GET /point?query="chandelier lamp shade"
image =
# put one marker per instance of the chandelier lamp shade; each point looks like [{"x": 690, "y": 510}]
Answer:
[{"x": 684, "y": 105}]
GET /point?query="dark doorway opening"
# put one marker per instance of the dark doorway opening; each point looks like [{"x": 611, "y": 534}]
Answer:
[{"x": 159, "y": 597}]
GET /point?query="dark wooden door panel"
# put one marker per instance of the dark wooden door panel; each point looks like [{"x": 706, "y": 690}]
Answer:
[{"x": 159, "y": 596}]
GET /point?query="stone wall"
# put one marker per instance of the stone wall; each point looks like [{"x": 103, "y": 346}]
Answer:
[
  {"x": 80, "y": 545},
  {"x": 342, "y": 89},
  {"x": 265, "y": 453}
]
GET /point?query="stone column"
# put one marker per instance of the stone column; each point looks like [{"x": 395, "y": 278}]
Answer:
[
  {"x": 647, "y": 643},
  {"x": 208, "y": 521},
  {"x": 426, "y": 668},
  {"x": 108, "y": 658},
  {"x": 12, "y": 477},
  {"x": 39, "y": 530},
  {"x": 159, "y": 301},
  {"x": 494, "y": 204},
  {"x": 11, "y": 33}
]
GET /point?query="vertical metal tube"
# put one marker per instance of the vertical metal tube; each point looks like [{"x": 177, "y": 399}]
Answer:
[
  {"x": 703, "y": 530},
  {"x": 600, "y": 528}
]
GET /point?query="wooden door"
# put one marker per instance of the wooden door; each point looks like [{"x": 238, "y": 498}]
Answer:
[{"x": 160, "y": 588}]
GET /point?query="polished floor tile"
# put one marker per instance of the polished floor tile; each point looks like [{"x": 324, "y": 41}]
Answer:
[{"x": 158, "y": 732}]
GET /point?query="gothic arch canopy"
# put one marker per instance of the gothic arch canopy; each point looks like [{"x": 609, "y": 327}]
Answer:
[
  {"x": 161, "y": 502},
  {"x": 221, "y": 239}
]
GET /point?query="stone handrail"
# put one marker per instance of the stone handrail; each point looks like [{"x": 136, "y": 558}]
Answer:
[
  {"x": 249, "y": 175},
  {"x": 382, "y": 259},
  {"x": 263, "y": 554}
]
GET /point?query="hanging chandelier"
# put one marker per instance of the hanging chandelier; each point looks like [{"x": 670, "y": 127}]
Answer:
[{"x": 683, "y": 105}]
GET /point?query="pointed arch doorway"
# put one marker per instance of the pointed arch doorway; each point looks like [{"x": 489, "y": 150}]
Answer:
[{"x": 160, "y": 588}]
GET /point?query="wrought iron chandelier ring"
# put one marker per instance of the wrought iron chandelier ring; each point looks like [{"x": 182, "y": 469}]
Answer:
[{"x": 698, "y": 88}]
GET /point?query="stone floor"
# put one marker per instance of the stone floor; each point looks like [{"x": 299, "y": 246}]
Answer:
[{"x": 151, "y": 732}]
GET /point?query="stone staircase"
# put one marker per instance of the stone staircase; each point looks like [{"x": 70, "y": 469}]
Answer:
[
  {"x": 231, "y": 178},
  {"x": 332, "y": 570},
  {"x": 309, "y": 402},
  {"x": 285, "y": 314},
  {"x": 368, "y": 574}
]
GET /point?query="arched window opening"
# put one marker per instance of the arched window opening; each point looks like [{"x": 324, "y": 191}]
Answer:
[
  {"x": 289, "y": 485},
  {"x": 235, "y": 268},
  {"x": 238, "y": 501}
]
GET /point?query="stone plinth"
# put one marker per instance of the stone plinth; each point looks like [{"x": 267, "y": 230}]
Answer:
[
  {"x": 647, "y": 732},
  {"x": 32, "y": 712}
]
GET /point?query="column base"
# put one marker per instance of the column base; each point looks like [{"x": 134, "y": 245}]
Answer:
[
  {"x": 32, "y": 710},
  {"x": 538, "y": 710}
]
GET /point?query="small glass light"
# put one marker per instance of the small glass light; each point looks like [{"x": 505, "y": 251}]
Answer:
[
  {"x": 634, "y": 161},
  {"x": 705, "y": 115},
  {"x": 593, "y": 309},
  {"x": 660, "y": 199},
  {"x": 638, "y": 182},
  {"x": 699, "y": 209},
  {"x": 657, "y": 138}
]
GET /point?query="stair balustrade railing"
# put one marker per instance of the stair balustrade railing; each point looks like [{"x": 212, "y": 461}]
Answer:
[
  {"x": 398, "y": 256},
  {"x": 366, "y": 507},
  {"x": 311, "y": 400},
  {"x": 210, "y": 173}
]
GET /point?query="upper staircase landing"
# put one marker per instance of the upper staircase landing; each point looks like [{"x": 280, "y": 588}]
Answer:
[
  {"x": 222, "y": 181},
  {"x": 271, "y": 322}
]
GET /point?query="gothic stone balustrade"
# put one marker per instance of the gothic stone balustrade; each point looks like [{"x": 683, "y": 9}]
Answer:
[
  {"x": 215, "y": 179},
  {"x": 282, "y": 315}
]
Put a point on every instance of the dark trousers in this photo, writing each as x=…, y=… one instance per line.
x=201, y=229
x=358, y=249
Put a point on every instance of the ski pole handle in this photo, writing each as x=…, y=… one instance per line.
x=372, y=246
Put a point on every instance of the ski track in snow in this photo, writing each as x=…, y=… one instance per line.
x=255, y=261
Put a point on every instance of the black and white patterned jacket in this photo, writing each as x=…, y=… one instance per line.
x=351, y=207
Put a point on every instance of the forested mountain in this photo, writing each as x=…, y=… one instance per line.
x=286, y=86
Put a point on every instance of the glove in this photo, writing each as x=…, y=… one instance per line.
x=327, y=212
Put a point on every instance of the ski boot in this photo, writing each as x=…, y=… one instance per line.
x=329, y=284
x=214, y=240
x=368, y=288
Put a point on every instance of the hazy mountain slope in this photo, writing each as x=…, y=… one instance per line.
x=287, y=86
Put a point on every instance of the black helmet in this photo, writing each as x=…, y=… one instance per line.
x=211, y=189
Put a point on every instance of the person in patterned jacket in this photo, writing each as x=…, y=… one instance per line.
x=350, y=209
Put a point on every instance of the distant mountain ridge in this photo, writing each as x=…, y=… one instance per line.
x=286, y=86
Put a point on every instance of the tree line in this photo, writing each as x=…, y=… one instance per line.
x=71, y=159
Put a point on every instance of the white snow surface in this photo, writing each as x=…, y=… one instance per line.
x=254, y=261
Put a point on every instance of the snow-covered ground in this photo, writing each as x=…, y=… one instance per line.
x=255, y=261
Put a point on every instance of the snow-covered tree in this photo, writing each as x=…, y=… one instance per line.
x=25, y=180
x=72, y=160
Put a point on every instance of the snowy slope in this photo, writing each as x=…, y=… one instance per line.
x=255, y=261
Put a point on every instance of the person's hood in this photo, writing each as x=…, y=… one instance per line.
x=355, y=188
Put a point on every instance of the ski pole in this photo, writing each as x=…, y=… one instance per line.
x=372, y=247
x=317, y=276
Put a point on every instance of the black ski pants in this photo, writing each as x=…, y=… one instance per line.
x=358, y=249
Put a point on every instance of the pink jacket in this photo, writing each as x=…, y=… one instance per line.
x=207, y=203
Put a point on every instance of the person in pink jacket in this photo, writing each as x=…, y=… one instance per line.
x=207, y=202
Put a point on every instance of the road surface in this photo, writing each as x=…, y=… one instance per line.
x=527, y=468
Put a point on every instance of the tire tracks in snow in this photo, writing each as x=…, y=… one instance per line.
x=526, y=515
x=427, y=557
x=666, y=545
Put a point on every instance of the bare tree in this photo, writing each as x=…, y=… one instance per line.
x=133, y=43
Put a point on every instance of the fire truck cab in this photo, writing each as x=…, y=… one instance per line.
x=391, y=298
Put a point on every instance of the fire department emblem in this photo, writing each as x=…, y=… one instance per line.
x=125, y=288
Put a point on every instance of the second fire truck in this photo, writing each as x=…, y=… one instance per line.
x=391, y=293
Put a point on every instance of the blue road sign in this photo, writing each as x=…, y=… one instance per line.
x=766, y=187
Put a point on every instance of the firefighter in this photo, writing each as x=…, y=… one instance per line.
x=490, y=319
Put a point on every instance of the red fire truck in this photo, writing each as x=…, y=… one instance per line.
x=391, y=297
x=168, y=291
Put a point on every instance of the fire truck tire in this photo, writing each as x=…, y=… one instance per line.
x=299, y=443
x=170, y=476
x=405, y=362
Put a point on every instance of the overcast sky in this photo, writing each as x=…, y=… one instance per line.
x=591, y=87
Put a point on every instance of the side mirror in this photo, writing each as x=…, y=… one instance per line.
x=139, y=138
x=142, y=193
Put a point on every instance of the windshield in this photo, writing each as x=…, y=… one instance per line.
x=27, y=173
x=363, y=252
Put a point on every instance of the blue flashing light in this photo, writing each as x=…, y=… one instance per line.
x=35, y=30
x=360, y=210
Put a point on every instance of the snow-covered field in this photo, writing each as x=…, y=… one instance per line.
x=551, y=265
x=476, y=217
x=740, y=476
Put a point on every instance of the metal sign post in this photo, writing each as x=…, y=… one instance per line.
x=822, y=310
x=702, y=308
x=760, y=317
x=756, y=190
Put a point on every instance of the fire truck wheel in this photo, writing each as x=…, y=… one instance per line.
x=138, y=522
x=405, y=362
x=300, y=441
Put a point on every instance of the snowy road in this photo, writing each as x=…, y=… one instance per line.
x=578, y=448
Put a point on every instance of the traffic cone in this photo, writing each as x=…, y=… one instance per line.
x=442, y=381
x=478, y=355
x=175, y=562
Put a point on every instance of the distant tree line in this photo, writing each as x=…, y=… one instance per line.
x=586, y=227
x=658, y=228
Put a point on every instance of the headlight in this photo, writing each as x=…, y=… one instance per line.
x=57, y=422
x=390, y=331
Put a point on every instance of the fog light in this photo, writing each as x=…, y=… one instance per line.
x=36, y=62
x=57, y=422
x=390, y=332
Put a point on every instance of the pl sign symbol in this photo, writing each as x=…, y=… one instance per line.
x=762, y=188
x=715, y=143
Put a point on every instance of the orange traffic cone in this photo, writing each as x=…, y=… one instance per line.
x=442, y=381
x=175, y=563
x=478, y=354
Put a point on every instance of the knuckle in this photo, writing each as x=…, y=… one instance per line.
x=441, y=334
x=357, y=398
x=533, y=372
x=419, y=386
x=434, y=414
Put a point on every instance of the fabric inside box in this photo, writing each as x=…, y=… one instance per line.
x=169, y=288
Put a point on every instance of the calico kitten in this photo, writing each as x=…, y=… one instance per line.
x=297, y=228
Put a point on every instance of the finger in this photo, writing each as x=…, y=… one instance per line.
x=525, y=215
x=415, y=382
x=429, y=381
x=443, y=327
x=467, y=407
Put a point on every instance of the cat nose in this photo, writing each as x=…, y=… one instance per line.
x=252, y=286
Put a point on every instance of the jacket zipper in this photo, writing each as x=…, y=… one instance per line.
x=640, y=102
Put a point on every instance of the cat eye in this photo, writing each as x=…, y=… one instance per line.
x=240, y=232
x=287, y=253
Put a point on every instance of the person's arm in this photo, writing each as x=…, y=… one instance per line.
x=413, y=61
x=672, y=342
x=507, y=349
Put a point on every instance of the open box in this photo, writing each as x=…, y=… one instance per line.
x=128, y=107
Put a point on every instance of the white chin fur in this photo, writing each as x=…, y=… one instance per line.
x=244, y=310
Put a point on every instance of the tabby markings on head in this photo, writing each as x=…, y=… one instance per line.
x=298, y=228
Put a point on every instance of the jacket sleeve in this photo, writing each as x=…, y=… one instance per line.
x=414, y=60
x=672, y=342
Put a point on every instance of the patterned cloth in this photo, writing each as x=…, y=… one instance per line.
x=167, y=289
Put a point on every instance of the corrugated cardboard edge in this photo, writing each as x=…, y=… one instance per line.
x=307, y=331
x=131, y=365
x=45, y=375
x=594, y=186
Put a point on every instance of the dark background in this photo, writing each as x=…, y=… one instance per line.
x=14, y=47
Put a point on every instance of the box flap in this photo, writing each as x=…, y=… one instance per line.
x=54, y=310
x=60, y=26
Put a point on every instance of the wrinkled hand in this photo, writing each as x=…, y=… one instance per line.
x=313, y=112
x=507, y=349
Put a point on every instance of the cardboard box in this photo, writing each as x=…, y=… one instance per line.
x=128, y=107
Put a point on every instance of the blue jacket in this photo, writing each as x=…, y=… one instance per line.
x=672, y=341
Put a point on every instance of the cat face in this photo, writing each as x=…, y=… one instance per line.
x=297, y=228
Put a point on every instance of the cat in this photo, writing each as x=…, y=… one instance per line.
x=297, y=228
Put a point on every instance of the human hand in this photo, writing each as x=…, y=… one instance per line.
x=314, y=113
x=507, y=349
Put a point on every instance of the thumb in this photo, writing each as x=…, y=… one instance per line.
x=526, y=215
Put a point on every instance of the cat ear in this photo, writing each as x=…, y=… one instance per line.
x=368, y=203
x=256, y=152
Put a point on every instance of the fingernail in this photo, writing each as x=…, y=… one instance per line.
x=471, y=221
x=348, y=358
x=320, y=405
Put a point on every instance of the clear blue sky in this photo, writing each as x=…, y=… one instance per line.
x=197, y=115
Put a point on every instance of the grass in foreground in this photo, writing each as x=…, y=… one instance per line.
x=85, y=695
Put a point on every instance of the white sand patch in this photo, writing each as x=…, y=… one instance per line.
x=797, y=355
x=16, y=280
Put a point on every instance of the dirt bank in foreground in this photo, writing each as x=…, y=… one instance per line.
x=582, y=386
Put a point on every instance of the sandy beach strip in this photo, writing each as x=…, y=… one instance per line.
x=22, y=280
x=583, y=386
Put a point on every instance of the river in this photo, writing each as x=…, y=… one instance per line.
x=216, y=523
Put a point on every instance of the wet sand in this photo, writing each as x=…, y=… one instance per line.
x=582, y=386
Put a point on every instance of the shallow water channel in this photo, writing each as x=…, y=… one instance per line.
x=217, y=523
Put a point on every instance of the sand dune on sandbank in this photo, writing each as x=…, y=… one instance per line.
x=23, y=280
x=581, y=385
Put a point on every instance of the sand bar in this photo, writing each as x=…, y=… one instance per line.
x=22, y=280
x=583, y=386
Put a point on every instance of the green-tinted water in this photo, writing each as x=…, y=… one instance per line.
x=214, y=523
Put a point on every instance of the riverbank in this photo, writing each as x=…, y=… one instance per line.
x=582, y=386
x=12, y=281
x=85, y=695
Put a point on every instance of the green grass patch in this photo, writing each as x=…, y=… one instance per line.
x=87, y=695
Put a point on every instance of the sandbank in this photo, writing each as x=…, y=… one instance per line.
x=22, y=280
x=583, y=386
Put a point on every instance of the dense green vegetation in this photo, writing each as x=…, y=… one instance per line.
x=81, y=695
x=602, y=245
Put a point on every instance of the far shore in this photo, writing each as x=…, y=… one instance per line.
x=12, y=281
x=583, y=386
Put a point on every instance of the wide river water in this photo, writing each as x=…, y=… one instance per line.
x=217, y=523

__________

> _TASK TO CARRY OUT_:
Starting at the line above that holds "# put one marker per instance of the vertical" and ending at the line that holds "# put one marker per instance of the polished", transcribe each line exactly and include no other lines.

> _RESPONSE AREA_:
# put one marker per instance of the vertical metal tube; each point looks like [{"x": 177, "y": 399}]
Answer:
[
  {"x": 703, "y": 530},
  {"x": 600, "y": 528}
]
GET /point?query="wooden door"
# put one marker per instance of the wooden door; each point looks like [{"x": 238, "y": 498}]
Answer:
[{"x": 160, "y": 588}]
GET /point?query="polished floor tile"
# put one marker per instance of the polished floor tile; each point looks like [{"x": 324, "y": 41}]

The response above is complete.